- _Directions_:
Copy out every line below in full, keeping its wording unchanged. In each [x,y] coordinate pair, multiply both numbers by 0.95 and round to the nearest whole number, rounding halves up.

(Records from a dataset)
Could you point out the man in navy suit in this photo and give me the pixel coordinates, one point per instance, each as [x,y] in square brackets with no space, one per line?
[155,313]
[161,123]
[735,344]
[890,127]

- _Result for this task_:
Could you point out the man in navy suit in this photo and give me the pixel coordinates, one point per instance, each as [x,y] in square brackets with no space, one per line?
[147,297]
[153,117]
[698,327]
[846,121]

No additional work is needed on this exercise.